:: Dokument źródłowy ::
****************

MamBiznes.pl

Pracujemy 173 dni w roku, aby opłacić wydatki rządu

Pobieranie danych ...
2010-06-24 Bankier.pl

Już po raz siedemnasty Centrum im. Adama Smitha ogłosiło Dzień Wolności Podatkowej. W tym roku był on obchodzony 23 czerwca.

Data ta wynika z udziału sektora wydatków publicznych w Produkcie Krajowym Brutto (PKB). Wyniesie on w bieżącym roku ok. 47,5 proc., a więc będzie najwyższy od czterech lat! Oznacza to, że obywatele pracują prawie połowę roku, czyli ponad 173 dni na wydatki zaplanowane przez rząd – podaje Centrum im. Adama Smitha.

Rząd systematycznie zwiększa zadłużenie zaciągając coraz to nowe zobowiązania. Z tego też powodu od dwóch lat można zaobserwować wzrost faktycznego opodatkowania obywateli. Zwiększenie długu publicznego spowodowało, że w tym roku o 5 dni więcej będziemy pracować, żeby pokryć zaciągnięte prze rząd zobowiązania.

Głównym wydatkiem sektora finansów publicznych są renty i emerytury. Ich udział procentowy w wydatkach publicznych co prawda zmalał, jednak dynamika wzrostu tych wydatków jest wyższa niż dynamika PKB. Istotnym elementem wydatków publicznych jest obsługa zadłużenia publicznego. W związku z zadłużeniem rządu ponosimy rocznie koszt w wysokości 35 mld PLN, a więc każdy obywatel pracuje prawie dziesięć dni rocznie na obsługę długów, które będą musiały zapłacić jego dzieci. Także i w tej kategorii zanotowaliśmy istotny wzrost kosztów, wynoszący 6,5 proc. w ostatnim roku – dodaje Centrum im. Adama Smitha.

****************

:: Wyodrębnione informacje ::
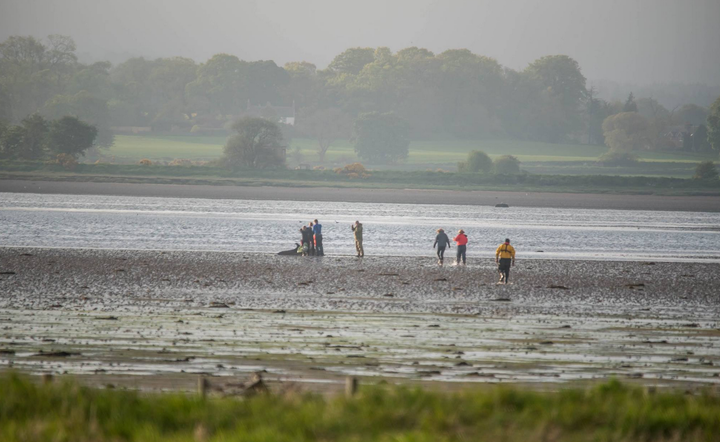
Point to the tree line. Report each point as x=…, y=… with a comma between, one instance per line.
x=414, y=93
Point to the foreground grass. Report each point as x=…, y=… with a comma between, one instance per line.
x=442, y=153
x=608, y=412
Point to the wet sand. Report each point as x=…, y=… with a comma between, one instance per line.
x=405, y=196
x=151, y=319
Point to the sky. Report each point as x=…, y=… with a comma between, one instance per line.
x=630, y=41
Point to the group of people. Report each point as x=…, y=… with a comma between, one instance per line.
x=311, y=239
x=504, y=254
x=311, y=245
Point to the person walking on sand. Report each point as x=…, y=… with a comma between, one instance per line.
x=441, y=241
x=306, y=239
x=357, y=230
x=504, y=258
x=311, y=235
x=461, y=241
x=317, y=230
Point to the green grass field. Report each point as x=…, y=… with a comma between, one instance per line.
x=430, y=153
x=606, y=412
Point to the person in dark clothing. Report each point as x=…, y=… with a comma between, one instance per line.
x=461, y=241
x=306, y=239
x=317, y=230
x=441, y=241
x=311, y=244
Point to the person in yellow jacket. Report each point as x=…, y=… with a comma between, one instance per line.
x=505, y=257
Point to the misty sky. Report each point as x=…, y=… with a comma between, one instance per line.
x=635, y=41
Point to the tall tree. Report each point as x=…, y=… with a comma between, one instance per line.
x=352, y=61
x=256, y=144
x=626, y=131
x=381, y=138
x=713, y=125
x=71, y=136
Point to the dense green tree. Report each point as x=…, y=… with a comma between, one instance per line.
x=381, y=138
x=713, y=125
x=559, y=92
x=352, y=61
x=477, y=161
x=71, y=136
x=11, y=142
x=706, y=170
x=255, y=145
x=506, y=165
x=691, y=114
x=87, y=108
x=32, y=72
x=626, y=131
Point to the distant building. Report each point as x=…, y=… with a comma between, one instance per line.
x=281, y=114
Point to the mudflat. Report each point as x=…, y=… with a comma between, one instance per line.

****************

:: Treść zadania ::
Przepisz z tekstu o Dniu Wolności Podatkowej fragment zaczynający się od słów „Data ta wynika” i ciągnący się aż do słów „podaje Centrum im. Adama Smitha.”.

:: Odpowiedź do zadania ::
Data ta wynika z udziału sektora wydatków publicznych w Produkcie Krajowym Brutto (PKB). Wyniesie on w bieżącym roku ok. 47,5 proc., a więc będzie najwyższy od czterech lat! Oznacza to, że obywatele pracują prawie połowę roku, czyli ponad 173 dni na wydatki zaplanowane przez rząd – podaje Centrum im. Adama Smitha.